#### Aim of the task:
Every line of the data is to be transcribed without error.

#### Data extracts:
---

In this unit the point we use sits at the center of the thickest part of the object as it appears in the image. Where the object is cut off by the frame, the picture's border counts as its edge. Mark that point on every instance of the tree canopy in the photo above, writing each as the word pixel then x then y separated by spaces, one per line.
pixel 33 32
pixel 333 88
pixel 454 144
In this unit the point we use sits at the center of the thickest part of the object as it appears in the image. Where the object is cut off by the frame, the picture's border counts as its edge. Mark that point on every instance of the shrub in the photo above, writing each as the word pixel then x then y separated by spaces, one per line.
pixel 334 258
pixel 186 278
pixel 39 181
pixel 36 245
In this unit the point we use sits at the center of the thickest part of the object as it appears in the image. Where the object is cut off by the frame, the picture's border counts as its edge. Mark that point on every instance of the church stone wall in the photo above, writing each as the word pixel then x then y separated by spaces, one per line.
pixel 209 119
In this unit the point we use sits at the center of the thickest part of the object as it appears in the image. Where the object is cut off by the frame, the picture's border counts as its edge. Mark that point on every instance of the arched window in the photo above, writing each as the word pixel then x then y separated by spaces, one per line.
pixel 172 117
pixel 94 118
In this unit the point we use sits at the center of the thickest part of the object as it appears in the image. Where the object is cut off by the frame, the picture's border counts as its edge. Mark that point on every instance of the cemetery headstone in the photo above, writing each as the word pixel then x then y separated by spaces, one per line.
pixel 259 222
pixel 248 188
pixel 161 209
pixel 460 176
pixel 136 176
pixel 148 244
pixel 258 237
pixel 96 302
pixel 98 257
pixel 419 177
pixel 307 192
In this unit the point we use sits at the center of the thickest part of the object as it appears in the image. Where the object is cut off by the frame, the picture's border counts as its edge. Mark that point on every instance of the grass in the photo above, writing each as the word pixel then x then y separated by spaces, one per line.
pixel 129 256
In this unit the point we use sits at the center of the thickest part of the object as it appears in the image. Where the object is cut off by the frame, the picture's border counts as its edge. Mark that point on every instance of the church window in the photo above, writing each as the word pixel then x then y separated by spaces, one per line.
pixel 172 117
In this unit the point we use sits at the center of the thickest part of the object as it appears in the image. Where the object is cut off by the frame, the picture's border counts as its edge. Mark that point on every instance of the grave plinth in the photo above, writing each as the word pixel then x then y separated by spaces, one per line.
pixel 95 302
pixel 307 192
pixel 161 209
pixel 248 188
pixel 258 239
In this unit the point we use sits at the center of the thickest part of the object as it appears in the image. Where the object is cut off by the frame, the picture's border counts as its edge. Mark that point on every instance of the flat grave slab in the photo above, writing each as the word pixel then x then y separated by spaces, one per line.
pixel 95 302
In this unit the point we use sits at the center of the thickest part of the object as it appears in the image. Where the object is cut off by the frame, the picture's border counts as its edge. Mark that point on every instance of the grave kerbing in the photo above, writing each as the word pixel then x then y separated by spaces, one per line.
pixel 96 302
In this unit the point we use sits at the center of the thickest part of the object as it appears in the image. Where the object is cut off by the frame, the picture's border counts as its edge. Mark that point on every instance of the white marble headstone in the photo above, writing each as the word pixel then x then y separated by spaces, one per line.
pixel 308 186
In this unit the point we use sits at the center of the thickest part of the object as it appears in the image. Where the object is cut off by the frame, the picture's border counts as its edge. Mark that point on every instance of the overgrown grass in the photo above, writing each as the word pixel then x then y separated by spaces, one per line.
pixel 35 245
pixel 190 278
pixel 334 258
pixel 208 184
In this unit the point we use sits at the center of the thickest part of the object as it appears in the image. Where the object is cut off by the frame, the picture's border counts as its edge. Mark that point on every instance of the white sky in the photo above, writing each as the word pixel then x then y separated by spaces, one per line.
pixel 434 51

---

#### Output for this exercise:
In this unit the point we use sits at the center of the thickest part of the object as it appears in the image. Where the object is cut off by the frame, the picture's border counts as its edge. Mark that point on every instance of the tree canopy in the photo above, writing each as the word pixel then x then y separated by spaces, one per line.
pixel 33 32
pixel 333 88
pixel 454 144
In this unit the point we use sits at the center of the thickest part of the object as it appears in the image. Where the object is cut off by the frame, the picture's border counts as its edge. Mark that point on every instance of the shrub in the photo above, writing each as the word pixel then x then y separated by spaces, one per line.
pixel 334 258
pixel 186 278
pixel 39 181
pixel 36 245
In this unit the point we use sits at the center of the thickest part of the object as it appears in the image. Where the object is cut off by the frame, the picture's border counts as its edge. Mark that point on every instance of the church stone wall in the photo above, writing each as the word pixel then x then y separated by spaces, one per line.
pixel 209 119
In this unit the point we use sits at the center of the thickest part of the object as it appears in the image. Where the object is cut off by the frame, the picture's border counts as its edge. Mark that point on every instance of the arched window in the photo above, writing each as the word pixel then x then y separated by spaces, one per line.
pixel 172 117
pixel 94 118
In this unit the point we use sits at the center of the thickest part of the object as it appears in the image. Where the object is cut off by the frame, the picture's border counts as its edge. Mark that point on every instance of the cemetery headstone in the photo above, writing each as the word pixel then x then y separated by spaces, one per line.
pixel 259 222
pixel 248 188
pixel 161 209
pixel 460 176
pixel 136 176
pixel 148 244
pixel 258 237
pixel 96 302
pixel 98 257
pixel 419 177
pixel 307 192
In this unit the point we use sits at the center of the thickest part of the object as it appears in the image. Where the object is cut off by the frame, the picture's border counts as its edge. Mark that point on every instance of the grass in the photo above, writing each as the word pixel then x then y separated by spaces, one per line.
pixel 129 256
In this unit the point we use sits at the center of the thickest part of the object as it appears in the image. Where the object is cut off by the frame, the picture's border counts as its edge. Mark that point on every instance of the church window in the photo above, writing each as the word pixel then x then y separated by spaces, one per line.
pixel 172 117
In this unit the point we use sits at the center of the thickest part of the object as it appears in the image. Where the object is cut off by the frame, the picture's border counts as its edge. Mark that point on every instance of the grave plinth in the photo above, writing each as the word pixel then x then y separated by spaces, one per line.
pixel 95 302
pixel 307 192
pixel 161 209
pixel 248 188
pixel 258 239
In this unit the point we use sits at the center of the thickest part of the object as it appears in the image. Where the object is cut off by the frame, the picture's border counts as its edge. Mark that point on every instance of the flat grave slab in the photo above, writing each as the word pixel then x then y separated by spaces, one per line.
pixel 95 302
In this unit the point we use sits at the center of the thickest part of the object as it appears in the image. Where the object is cut off by the frame, the picture's border counts as its edge. Mark that point on every instance of the grave kerbing in the photo above, writing each as the word pixel then x then y separated by spaces, one per line.
pixel 96 302
In this unit the point we use sits at the center of the thickest part of the object as it appears in the image. Where the object is cut off by the frame, the picture's border counts as its edge. Mark that point on every instance of the white marble headstone in the photo above, writing each as the word pixel then x then y separated by spaces, one per line.
pixel 308 186
In this unit the point we use sits at the center of the thickest part of the object as it appears in the image. Where the object is cut off by the frame, the picture's border counts as its edge. Mark that point on every instance of the overgrown grass in the photo above, writing each as the word pixel then x then y separated by spaces, one per line.
pixel 35 245
pixel 190 278
pixel 334 258
pixel 208 184
In this unit the point we use sits at the center of the thickest part of the object as it appears in the image. Where the object is cut off by the frame, the picture's border counts as its edge. Mark that point on every instance of the white sky in the photo above, writing each as the word pixel then x then y separated by spaces, one per line.
pixel 434 51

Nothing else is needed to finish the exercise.